#### Excerpted text ####

Opera Shots: Home, Sevestapol

Graham Fitkin & Jasmin Vardimon, Neil Hannon
ROH2
Linbury Studio, Royal Opera House

Opera Shots, Royal Opera House

Opera shots is a pick and mix evening, a little of everything and if you put it all in your mouth together you can get explosive combinations. In its third year Opera Shots continues to flourish with two exciting new compositions.

Opera Shots brings composers unassociated with opera to provide 'new ideas, different perspectives and provocative themes’ (ROH2). A tall order some might say, yet these exciting collaborations have created just that, incredible new chamber operas that leave you gasping for more. Composer Neil Hannon writes in his introduction to Sevastopol, "my first (and quite probably last) attempt at opera"; I for one am crossing my fingers that he comes back for more.

#### Given information ####

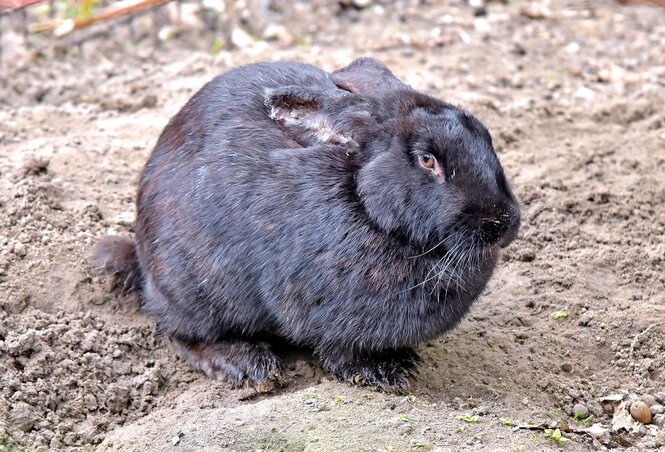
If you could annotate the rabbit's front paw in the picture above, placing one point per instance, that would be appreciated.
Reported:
(388, 370)
(235, 361)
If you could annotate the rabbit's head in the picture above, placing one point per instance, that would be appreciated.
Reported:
(427, 172)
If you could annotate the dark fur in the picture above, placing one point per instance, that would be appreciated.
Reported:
(251, 220)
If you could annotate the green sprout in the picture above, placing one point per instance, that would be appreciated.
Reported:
(471, 419)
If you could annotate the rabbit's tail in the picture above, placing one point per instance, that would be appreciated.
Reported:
(116, 256)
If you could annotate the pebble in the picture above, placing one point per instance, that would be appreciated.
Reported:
(640, 412)
(660, 397)
(585, 319)
(22, 417)
(659, 420)
(648, 399)
(580, 411)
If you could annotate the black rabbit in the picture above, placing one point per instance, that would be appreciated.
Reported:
(345, 212)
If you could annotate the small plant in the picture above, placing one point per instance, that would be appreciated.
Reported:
(556, 435)
(558, 315)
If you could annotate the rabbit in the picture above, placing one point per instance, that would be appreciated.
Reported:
(345, 212)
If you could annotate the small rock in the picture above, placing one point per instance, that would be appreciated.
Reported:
(36, 166)
(580, 411)
(640, 412)
(90, 402)
(585, 319)
(22, 416)
(660, 397)
(526, 256)
(19, 249)
(361, 4)
(536, 11)
(648, 399)
(241, 39)
(657, 409)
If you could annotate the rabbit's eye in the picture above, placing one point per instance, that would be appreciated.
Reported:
(427, 160)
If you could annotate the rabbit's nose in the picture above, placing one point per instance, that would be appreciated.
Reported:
(501, 229)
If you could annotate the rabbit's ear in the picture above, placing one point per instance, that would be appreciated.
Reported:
(367, 76)
(305, 115)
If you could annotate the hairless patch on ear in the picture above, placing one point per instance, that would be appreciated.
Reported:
(367, 76)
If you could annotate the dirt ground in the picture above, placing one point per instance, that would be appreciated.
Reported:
(574, 95)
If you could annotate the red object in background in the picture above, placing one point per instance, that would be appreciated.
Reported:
(635, 2)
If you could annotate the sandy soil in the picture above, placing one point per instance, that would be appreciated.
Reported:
(573, 93)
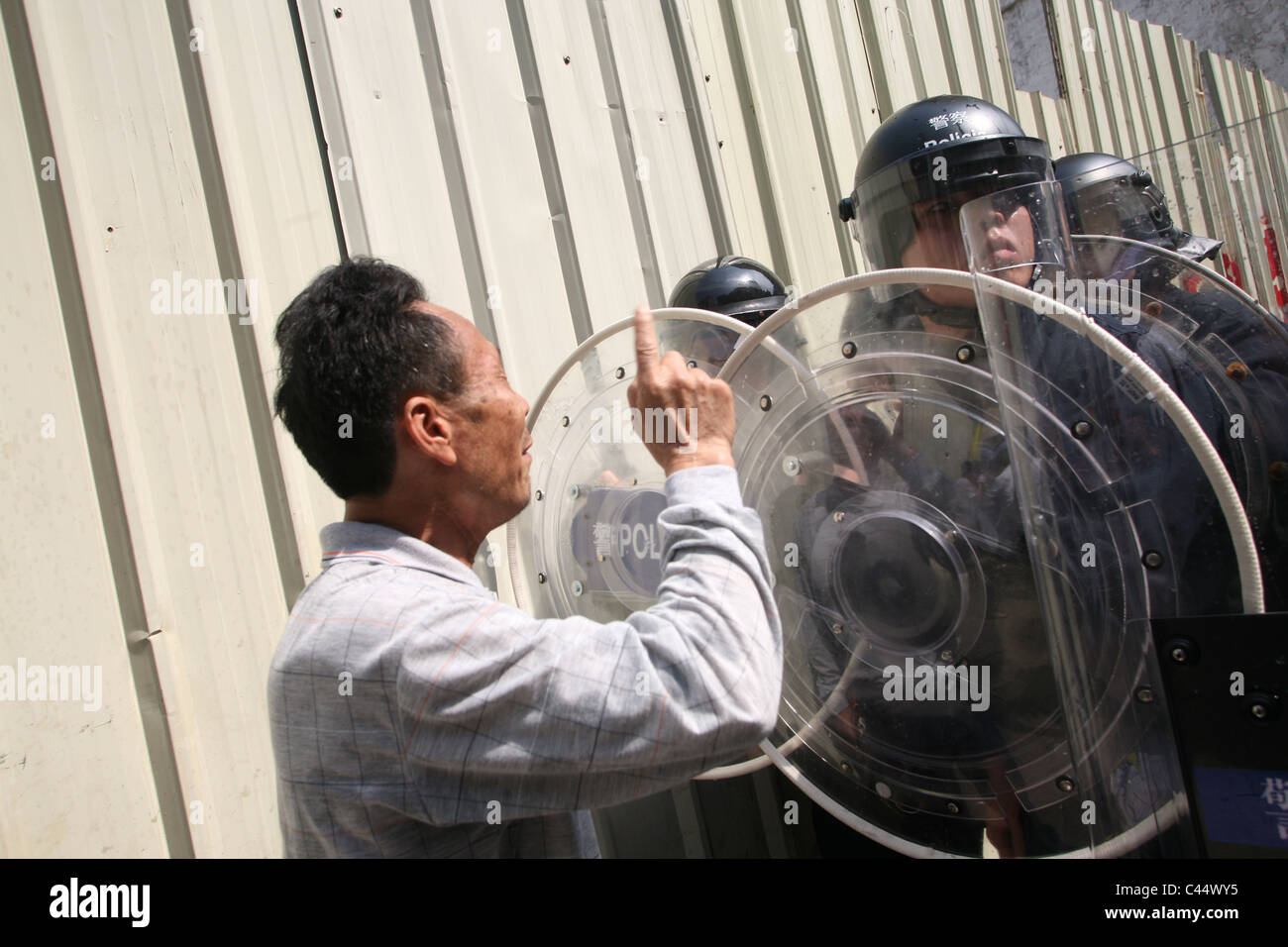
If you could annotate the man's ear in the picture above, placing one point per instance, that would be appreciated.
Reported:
(429, 428)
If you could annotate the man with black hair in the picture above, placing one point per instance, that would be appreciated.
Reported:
(412, 712)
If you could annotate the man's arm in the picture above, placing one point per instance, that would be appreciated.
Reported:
(557, 715)
(554, 715)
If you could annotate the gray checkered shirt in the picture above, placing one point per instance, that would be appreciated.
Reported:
(413, 714)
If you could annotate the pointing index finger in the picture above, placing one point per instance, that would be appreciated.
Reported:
(645, 343)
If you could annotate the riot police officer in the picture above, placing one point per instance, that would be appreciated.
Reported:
(1107, 196)
(915, 171)
(734, 286)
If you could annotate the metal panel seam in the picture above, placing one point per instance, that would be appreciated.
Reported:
(98, 440)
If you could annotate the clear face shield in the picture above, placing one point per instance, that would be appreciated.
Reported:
(967, 528)
(1140, 444)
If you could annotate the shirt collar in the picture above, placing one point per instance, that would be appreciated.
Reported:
(369, 541)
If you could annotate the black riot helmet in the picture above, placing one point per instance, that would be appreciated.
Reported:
(734, 286)
(1104, 193)
(938, 147)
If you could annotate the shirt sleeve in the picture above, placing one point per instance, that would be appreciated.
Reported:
(505, 715)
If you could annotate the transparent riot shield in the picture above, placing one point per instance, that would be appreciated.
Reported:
(919, 701)
(1116, 412)
(589, 544)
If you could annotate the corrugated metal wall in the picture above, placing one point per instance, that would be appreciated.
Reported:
(542, 166)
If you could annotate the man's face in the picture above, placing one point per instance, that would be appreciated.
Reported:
(938, 243)
(489, 434)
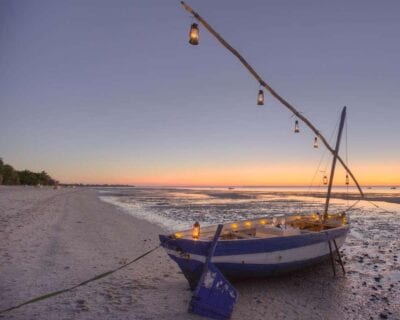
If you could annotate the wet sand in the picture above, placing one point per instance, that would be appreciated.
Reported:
(52, 239)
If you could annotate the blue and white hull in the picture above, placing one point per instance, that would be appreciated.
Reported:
(254, 257)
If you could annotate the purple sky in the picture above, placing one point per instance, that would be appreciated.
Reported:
(110, 91)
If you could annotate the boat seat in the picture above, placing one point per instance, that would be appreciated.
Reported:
(268, 231)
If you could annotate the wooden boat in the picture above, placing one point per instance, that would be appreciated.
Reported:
(260, 247)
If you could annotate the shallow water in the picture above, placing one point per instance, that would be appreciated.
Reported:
(177, 208)
(370, 253)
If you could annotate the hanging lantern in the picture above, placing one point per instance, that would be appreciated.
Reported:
(296, 126)
(260, 98)
(196, 230)
(194, 34)
(315, 142)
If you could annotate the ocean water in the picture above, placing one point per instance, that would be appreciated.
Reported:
(178, 208)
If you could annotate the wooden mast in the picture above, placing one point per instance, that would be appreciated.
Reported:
(271, 91)
(335, 157)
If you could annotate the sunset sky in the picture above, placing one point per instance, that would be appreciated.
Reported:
(111, 91)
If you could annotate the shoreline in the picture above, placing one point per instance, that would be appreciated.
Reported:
(52, 239)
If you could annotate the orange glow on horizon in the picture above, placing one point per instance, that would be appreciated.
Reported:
(257, 175)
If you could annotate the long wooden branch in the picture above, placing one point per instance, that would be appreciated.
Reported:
(271, 91)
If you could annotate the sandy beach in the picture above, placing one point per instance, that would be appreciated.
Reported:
(52, 239)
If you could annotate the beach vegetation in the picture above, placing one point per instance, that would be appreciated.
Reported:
(10, 176)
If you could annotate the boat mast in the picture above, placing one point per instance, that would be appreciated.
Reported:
(335, 157)
(271, 90)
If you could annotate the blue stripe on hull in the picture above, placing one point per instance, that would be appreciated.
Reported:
(248, 246)
(192, 269)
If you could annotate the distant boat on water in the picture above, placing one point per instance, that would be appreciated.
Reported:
(268, 246)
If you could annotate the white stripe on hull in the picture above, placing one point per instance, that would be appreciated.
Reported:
(276, 257)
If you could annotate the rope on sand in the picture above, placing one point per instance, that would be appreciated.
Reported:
(99, 276)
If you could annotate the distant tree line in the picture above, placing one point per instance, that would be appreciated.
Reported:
(10, 176)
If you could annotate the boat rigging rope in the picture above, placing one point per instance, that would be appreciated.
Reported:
(97, 277)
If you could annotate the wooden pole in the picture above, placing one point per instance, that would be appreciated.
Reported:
(335, 157)
(271, 91)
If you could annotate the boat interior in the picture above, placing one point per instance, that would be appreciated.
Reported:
(266, 227)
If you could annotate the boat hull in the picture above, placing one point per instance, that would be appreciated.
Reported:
(251, 258)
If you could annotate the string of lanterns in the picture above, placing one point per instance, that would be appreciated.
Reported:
(194, 35)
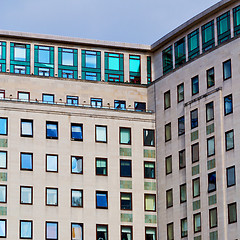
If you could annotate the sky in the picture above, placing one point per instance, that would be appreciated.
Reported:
(132, 21)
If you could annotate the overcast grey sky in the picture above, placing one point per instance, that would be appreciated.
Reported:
(133, 21)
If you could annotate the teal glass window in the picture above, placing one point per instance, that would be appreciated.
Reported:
(167, 58)
(208, 39)
(223, 27)
(180, 52)
(193, 44)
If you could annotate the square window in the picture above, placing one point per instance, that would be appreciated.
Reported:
(126, 201)
(26, 128)
(51, 130)
(101, 199)
(26, 229)
(77, 198)
(150, 202)
(101, 133)
(26, 195)
(125, 135)
(125, 168)
(76, 132)
(26, 161)
(51, 163)
(51, 196)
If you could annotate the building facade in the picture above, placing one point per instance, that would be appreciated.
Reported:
(102, 140)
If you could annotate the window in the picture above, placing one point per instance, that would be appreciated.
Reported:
(150, 202)
(77, 231)
(184, 227)
(26, 195)
(96, 102)
(180, 92)
(167, 100)
(126, 233)
(148, 137)
(181, 126)
(102, 232)
(195, 152)
(195, 85)
(168, 134)
(101, 199)
(231, 179)
(125, 168)
(229, 139)
(3, 160)
(51, 230)
(212, 185)
(51, 163)
(194, 118)
(196, 187)
(210, 78)
(169, 198)
(209, 111)
(149, 170)
(76, 132)
(48, 98)
(125, 135)
(51, 130)
(77, 198)
(119, 104)
(101, 134)
(26, 161)
(228, 105)
(168, 164)
(3, 126)
(101, 166)
(227, 71)
(183, 193)
(26, 128)
(77, 165)
(213, 218)
(126, 201)
(232, 213)
(197, 222)
(26, 229)
(51, 196)
(210, 146)
(182, 159)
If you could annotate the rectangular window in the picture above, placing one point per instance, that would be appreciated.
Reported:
(125, 135)
(26, 161)
(180, 92)
(101, 166)
(26, 128)
(77, 198)
(228, 104)
(227, 70)
(231, 179)
(229, 140)
(149, 170)
(51, 230)
(76, 132)
(77, 165)
(125, 168)
(51, 163)
(51, 196)
(150, 202)
(101, 199)
(51, 130)
(101, 134)
(194, 118)
(126, 201)
(26, 195)
(195, 85)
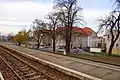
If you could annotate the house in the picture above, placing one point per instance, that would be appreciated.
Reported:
(81, 37)
(116, 48)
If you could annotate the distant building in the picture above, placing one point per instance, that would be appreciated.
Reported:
(81, 37)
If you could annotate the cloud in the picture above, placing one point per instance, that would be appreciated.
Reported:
(14, 15)
(91, 16)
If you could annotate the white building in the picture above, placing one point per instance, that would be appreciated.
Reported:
(116, 48)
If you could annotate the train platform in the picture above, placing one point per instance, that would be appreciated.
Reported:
(88, 70)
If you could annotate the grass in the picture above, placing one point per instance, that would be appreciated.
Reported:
(99, 57)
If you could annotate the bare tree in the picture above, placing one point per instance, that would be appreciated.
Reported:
(38, 26)
(112, 24)
(53, 23)
(70, 13)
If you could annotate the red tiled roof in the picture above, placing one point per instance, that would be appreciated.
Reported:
(83, 31)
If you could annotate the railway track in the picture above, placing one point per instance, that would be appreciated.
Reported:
(28, 69)
(24, 70)
(7, 72)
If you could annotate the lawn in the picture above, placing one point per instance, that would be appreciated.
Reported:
(99, 57)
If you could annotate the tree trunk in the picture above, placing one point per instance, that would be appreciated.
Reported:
(67, 44)
(53, 44)
(19, 43)
(110, 49)
(38, 45)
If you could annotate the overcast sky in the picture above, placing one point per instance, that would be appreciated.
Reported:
(19, 14)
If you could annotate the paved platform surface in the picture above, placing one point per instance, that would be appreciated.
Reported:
(98, 70)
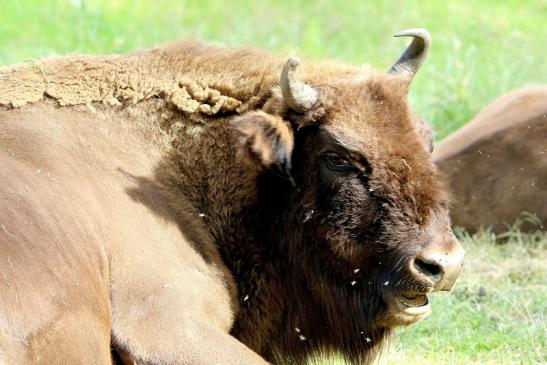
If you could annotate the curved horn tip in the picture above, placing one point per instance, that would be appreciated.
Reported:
(415, 53)
(414, 32)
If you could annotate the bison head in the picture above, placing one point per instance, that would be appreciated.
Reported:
(365, 223)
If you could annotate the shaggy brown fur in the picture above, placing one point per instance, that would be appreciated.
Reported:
(134, 215)
(497, 163)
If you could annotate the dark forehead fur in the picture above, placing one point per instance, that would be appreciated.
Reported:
(371, 117)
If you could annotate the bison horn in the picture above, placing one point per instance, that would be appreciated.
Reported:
(412, 58)
(297, 95)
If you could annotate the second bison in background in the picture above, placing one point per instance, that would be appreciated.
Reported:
(497, 164)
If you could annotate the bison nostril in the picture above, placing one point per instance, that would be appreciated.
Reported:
(431, 269)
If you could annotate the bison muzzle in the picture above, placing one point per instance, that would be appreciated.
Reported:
(191, 204)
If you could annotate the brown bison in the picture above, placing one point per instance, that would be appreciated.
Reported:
(497, 164)
(200, 205)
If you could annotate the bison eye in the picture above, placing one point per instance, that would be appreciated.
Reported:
(336, 163)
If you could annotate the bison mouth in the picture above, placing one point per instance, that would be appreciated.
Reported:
(406, 308)
(414, 300)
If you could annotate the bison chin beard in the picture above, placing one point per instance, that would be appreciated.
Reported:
(338, 305)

####

Required action A: In the Opera Shots review, rewrite the paragraph beginning "Opera Shots brings composers" as a brief bulleted list that keeps its main facts.
Required action B: Reproduce the passage of the Opera Shots review between "Graham Fitkin &" and "exciting new compositions.", inclusive.

Result A:
- Opera Shots brings in composers not associated with opera to provide "new ideas, different perspectives and provocative themes" (ROH2).
- These collaborations have delivered on that aim, producing new chamber operas that leave audiences wanting more.
- Composer Neil Hannon calls Sevastopol his "first (and quite probably last) attempt at opera" in his introduction to it.
- The reviewer hopes he will return to opera.

Result B:
Graham Fitkin & Jasmin Vardimon, Neil Hannon
ROH2
Linbury Studio, Royal Opera House

Opera Shots, Royal Opera House

Opera shots is a pick and mix evening, a little of everything and if you put it all in your mouth together you can get explosive combinations. In its third year Opera Shots continues to flourish with two exciting new compositions.